With the pictures set aside, write out all of the data exactly as it stands.

===============

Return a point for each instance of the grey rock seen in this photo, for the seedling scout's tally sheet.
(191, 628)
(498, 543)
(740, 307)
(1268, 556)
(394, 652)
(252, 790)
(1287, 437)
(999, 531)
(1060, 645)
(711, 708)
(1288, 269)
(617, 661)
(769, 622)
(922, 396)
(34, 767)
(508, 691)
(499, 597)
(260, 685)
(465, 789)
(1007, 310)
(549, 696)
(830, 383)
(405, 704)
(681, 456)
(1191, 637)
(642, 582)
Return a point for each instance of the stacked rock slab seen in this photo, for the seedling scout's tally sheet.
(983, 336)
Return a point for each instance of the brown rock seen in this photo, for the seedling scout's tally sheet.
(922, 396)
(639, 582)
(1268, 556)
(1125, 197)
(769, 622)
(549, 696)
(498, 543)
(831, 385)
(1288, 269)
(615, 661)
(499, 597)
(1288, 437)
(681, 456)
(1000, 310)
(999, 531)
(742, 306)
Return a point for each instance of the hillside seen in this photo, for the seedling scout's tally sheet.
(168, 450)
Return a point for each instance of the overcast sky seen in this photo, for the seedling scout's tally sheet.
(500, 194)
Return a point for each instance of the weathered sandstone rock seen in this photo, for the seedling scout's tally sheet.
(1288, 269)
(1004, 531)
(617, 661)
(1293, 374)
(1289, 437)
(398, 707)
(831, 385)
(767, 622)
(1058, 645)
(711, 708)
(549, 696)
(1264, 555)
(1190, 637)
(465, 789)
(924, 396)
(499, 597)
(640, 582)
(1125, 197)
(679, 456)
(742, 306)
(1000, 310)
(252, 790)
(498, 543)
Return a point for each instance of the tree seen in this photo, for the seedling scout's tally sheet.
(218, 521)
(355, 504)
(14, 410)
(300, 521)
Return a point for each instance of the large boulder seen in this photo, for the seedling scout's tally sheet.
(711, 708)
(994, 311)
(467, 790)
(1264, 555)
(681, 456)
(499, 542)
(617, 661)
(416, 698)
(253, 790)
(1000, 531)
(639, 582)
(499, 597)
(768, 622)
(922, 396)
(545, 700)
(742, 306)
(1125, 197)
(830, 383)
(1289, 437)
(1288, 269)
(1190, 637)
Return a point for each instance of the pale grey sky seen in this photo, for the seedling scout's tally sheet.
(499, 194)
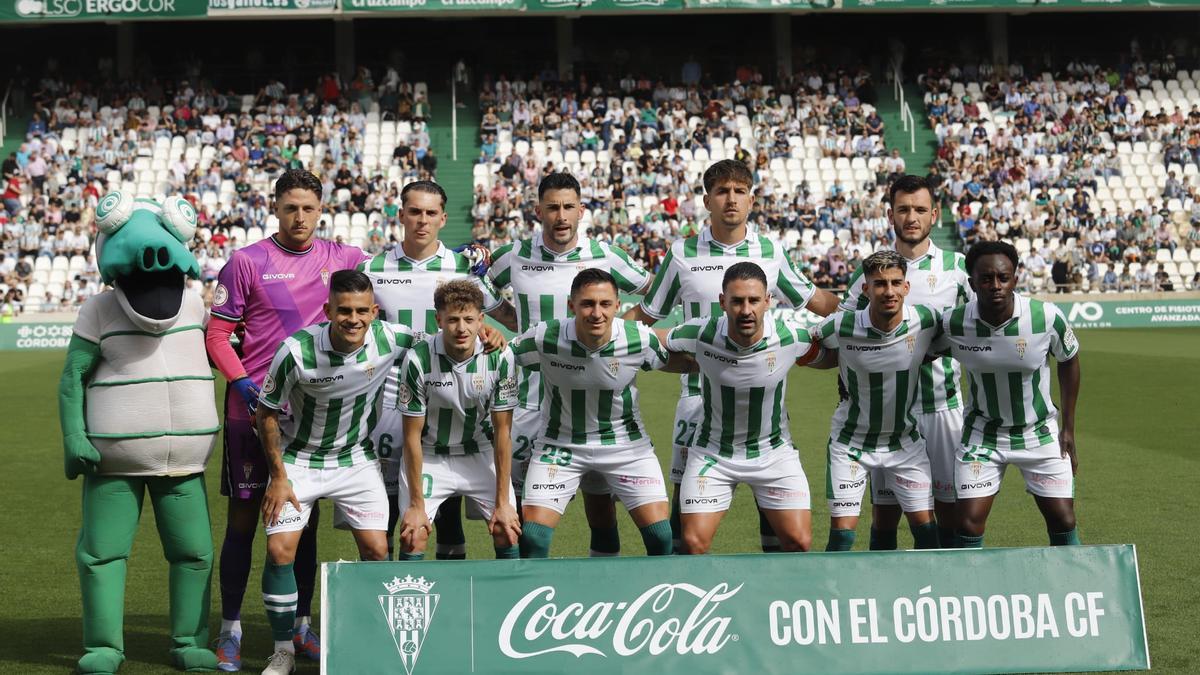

===============

__Written solution__
Return a point for each instance of the grey rock seen in this photo, for the seedling scout's tally sheet.
(191, 628)
(498, 543)
(740, 307)
(1268, 556)
(394, 652)
(252, 790)
(1287, 437)
(999, 531)
(1060, 645)
(711, 708)
(1288, 269)
(617, 661)
(769, 622)
(922, 396)
(34, 767)
(508, 691)
(499, 597)
(260, 685)
(465, 789)
(1007, 310)
(549, 696)
(830, 383)
(405, 704)
(681, 456)
(1191, 637)
(642, 582)
Return a point for each instance of the stacked rock slab seen in this photo, for the seedling scout's tally sheet.
(983, 336)
Return a point for each instance of the brown rock seen in this photo, for the seedling scout's tally sheet.
(922, 396)
(639, 582)
(1268, 556)
(1125, 197)
(769, 622)
(549, 696)
(498, 543)
(831, 385)
(1288, 269)
(615, 661)
(499, 597)
(1288, 437)
(681, 456)
(1000, 310)
(999, 531)
(742, 306)
Return a point for each instance of the hillside seen in this photo, for the seedling scout's tally sheet.
(168, 450)
Return a point for each instance of the overcast sky seen in this photo, for the seedling scout's tally sheet.
(500, 194)
Return a point for each instance of the weathered sandstone rock seen in this photo, for the seedling scout's tally sheet.
(1288, 269)
(1004, 531)
(617, 661)
(1293, 374)
(1289, 437)
(398, 707)
(831, 385)
(767, 622)
(1058, 645)
(711, 708)
(549, 696)
(1264, 555)
(1190, 637)
(465, 789)
(924, 396)
(499, 597)
(640, 582)
(1125, 197)
(679, 456)
(742, 306)
(1000, 310)
(252, 790)
(498, 543)
Return a point for each instance of the tree seen in this photo, for the seedling scout's tally sheet.
(218, 521)
(355, 504)
(14, 410)
(300, 521)
Return a point for each instance of the large boulder seen in this photo, for the seedling scout's tally sheet.
(711, 708)
(994, 311)
(467, 790)
(1264, 555)
(681, 456)
(499, 542)
(617, 661)
(416, 698)
(253, 790)
(1000, 531)
(639, 582)
(499, 597)
(768, 622)
(922, 396)
(545, 700)
(742, 306)
(1125, 197)
(830, 383)
(1289, 437)
(1288, 269)
(1190, 637)
Return a point for each instance of the pale grey sky seen in this photo, for the seedling scout's tally sheet.
(499, 194)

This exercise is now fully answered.